**Document extract:**
-- Opening Marker --

Most People Don’t Realize We Have No Idea How Our AIs Work

This point feels fairly obvious, yet seems worth stating explicitly.

Those of us familiar with the field of AI after the deep-learning revolution know perfectly well that we have no idea how our ML models work. Sure, we have an understanding of the dynamics of training loops and SGD’s properties, and we know how ML models’ architectures work. But we don’t know what specific algorithms ML models’ forward passes implement. We have some guesses, and some insights painstakingly mined by interpretability advances, but nothing even remotely like a full understanding.

And most certainly, we wouldn’t automatically know how a fresh model trained on a novel architecture that was just spat out by the training loop works.

We’re all used to this state of affairs. It’s implicitly-assumed shared background knowledge. But it’s actually pretty unusual, when you first learn of it.

And...

Relevant XKCD.

I’m pretty sure that the general public doesn’t actually know that. I don’t have hard data, but it’s my strong impression, based on reading AI-related online discussions in communities not focused around tech, talking to people uninterested in AI advances, and so on.[1]

They still think in GOFAI terms. They still believe that all of an AI’s functionality has been deliberately programmed, not trained, into it. That behind every single thing ChatGPT can do, there’s a human who implemented that functionality and understands it.

Or, at the very least, that it’s written in legible, human-readable and human-understandable format, and that we can interfere on it in order to cause precise, predictable changes.

Polls already show concern about AGI. If the fact that we don’t know what these systems are actually thinking were widely known and properly appreciated? If there weren’t the implicit assurance of “someone understands how it works and why it can’t go catastrophically wrong”?

Well, I expect much more concern. Which might serve as a pretty good foundation for further pro-AI-regulations messaging. A way to acquire some political currency you can spend.

So if you’re doing any sort of public appeals, I suggest putting the proliferation of this information on the agenda. You get about five words (per message) to the public, and “Powerful AIs Are Black Boxes” seems like a message worth sending out.[2]

  1. ^

    If you do have some hard data on that, that would be welcome.

  2. ^

    There’s been some pushback on the “black box” terminology. I maintain that it’s correct: ML models are black boxes relative to us, in the sense that by default, we don’t have much more insight into what algorithms they execute than we’d have by looking at a homomorphically-encrypted computation to which we don’t have the key, or by looking at the activity of a human brain using neuroimaging. There’s been a nonzero amount of interpretability research, but it’s still largely the case; and would be almost fully the case for models produced by novel architectures.

    ML models are not black boxes relative to the SGD, yes. The algorithm can “see” all computations happening, and tightly intervene on them. But that seems like a fairly counter-intuitive use of the term, and I maintain that “AIs are black boxes” conveys all the correct intuitions.

-- Closing Marker --

**Material supplied:**

-- Opening Marker --

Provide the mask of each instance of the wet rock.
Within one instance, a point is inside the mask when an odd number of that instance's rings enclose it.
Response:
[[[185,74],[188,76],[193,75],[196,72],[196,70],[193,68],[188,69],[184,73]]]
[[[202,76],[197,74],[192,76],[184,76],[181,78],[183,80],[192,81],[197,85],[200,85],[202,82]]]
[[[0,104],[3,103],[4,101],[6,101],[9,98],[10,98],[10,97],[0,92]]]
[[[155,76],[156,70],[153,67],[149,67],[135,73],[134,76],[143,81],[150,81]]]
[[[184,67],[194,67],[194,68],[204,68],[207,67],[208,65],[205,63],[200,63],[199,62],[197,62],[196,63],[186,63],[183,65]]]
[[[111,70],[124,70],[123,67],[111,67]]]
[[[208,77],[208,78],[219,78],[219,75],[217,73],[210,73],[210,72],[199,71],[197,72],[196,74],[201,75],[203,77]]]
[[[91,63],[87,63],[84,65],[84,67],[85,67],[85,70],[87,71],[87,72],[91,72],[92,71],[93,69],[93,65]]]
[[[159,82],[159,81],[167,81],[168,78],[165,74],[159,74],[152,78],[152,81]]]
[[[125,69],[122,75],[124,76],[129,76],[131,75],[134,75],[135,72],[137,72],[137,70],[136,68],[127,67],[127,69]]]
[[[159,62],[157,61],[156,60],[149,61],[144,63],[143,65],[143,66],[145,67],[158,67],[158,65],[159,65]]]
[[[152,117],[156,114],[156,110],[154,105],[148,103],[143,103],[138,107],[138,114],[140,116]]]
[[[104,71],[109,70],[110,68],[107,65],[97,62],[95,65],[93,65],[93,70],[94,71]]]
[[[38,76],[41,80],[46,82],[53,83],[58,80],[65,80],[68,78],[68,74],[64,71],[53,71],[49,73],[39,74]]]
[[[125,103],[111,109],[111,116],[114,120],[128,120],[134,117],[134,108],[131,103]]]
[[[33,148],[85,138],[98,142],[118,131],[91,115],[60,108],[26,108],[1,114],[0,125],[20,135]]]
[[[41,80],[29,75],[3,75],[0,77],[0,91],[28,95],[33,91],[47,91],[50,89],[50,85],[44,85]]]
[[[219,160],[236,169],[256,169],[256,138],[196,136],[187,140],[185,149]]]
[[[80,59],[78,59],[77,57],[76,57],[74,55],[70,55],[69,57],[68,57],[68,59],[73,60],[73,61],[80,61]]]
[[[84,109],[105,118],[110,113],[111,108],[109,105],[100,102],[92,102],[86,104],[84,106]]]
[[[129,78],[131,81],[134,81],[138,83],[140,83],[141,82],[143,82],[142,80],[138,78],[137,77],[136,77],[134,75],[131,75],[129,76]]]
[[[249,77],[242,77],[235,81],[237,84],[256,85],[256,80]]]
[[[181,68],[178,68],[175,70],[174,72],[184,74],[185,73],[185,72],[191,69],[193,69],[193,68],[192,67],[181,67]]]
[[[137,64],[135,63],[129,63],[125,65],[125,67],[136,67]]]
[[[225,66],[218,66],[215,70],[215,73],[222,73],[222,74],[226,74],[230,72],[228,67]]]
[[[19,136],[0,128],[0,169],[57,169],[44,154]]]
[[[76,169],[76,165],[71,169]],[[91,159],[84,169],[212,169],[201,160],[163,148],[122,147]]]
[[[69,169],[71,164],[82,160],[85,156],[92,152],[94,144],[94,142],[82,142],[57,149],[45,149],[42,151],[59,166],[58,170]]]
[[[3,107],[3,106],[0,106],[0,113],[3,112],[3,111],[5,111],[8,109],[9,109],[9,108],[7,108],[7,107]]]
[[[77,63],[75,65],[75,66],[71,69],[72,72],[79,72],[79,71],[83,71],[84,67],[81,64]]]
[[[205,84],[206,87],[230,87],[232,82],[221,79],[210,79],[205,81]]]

-- Closing Marker --

**Complete the following:**
**A.** In the post about AI black boxes, what message does the author suggest sending to the public?
**B.** What does the post about AI black boxes say we do understand about ML models?
**C.** In the post about AI black boxes, why does the author maintain that the "black box" label is correct despite the pushback?

**Solutions to the problems:**
**A.** "Powerful AIs Are Black Boxes"

**B.**
- The dynamics of training loops
- SGD's properties
- How ML models' architectures work

**C.** By default, we have little more insight into what algorithms ML models execute than we would have from looking at a homomorphically-encrypted computation without the key, or at a human brain's activity through neuroimaging. Interpretability research has changed this only somewhat, and it would hold almost fully for models produced by novel architectures.